* Görev koşulları
Kalibaf'ın Biden yönetiminden beklentilerini anlatan aşağıdaki haberde "İran Meclis Başkanı Kalibaf, Biden'ın" sözcüklerinden "duyurdu (Hane-i Millet)" sözcüklerine kadar ne varsa harfi harfine yazıya geçirin.

* Metin bölümü
▬▬▬

İran Meclis Başkanı Kalibaf, Biden'ın 'maksimum baskı' yerine 'akıllı baskıyı' tercih etmesini bekliyor

İranlı yetkilinin bu açıklamaları, İran’da resmi ve siyasi akımlara bağlı medya kuruluşlarının, ABD seçimlerini ve çökmekte olan ülke ekonomisinde fiyatlar üzerindeki somut etkilerini eşi görülmemiş bir şekilde takip ettiği dönemde geldi

Asker üniforması giyen İranlı Milletvekili Mustafa Kutb Abadi, yoksul kesimle dayanışma için açlık grevine başladığını duyurdu (Hane-i Millet)

ABD'de başkan seçilen Joe Biden'ın Tahran'a karşı nasıl bir yaklaşım tarzı benimseyeceği konusunda İran'da birçok tahmin yürütülürken, İran Meclis Başkanı Muhammed Bakır Kalibaf, ABD'nin nükleer anlaşmaya dönmesinin "İran'ın bankacılık faaliyetleri ile petrol satışlarının normal seyrine dönmesi gibi pratik adımlarla" olması gerektiğini belirterek, Demokrat yönetimin, Donald Trump yönetiminin İran'ın davranışlarını değiştirmek amacıyla izlediği ‘maksimum baskı' yerine ‘akıllı baskı' politikasını benimsemesini beklediğini söyledi.

Kalibaf, yaptırımların kaldırılması meselesinin "dış politikanın hedeflerinden biri olduğu açık bir durum" ifadesiyle, rakibi Hasan Ruhani'nin hükümetinin yaptırımların kaldırılması yönündeki beklentisini küçümsedi. Kalibaf bununla birlikte, yaptırımların "fırsat ve güç yaratmadan" kaldırılmasına karşı çekincesini açıkça dile getirdi.

▬▬▬

* Veri bölümü
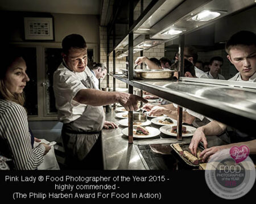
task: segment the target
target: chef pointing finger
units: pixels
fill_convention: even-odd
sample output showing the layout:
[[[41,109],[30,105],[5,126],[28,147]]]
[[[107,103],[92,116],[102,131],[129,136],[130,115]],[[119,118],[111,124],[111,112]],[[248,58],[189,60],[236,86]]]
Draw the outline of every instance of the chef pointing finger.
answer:
[[[126,110],[134,110],[138,109],[138,101],[147,101],[127,93],[96,90],[87,66],[86,44],[81,35],[66,36],[62,48],[63,60],[53,75],[53,90],[58,119],[63,123],[67,167],[102,169],[99,139],[105,121],[102,105],[119,103]]]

▬▬▬

* Alıştırma sonucu
İran Meclis Başkanı Kalibaf, Biden'ın 'maksimum baskı' yerine 'akıllı baskıyı' tercih etmesini bekliyor

İranlı yetkilinin bu açıklamaları, İran’da resmi ve siyasi akımlara bağlı medya kuruluşlarının, ABD seçimlerini ve çökmekte olan ülke ekonomisinde fiyatlar üzerindeki somut etkilerini eşi görülmemiş bir şekilde takip ettiği dönemde geldi

Asker üniforması giyen İranlı Milletvekili Mustafa Kutb Abadi, yoksul kesimle dayanışma için açlık grevine başladığını duyurdu (Hane-i Millet)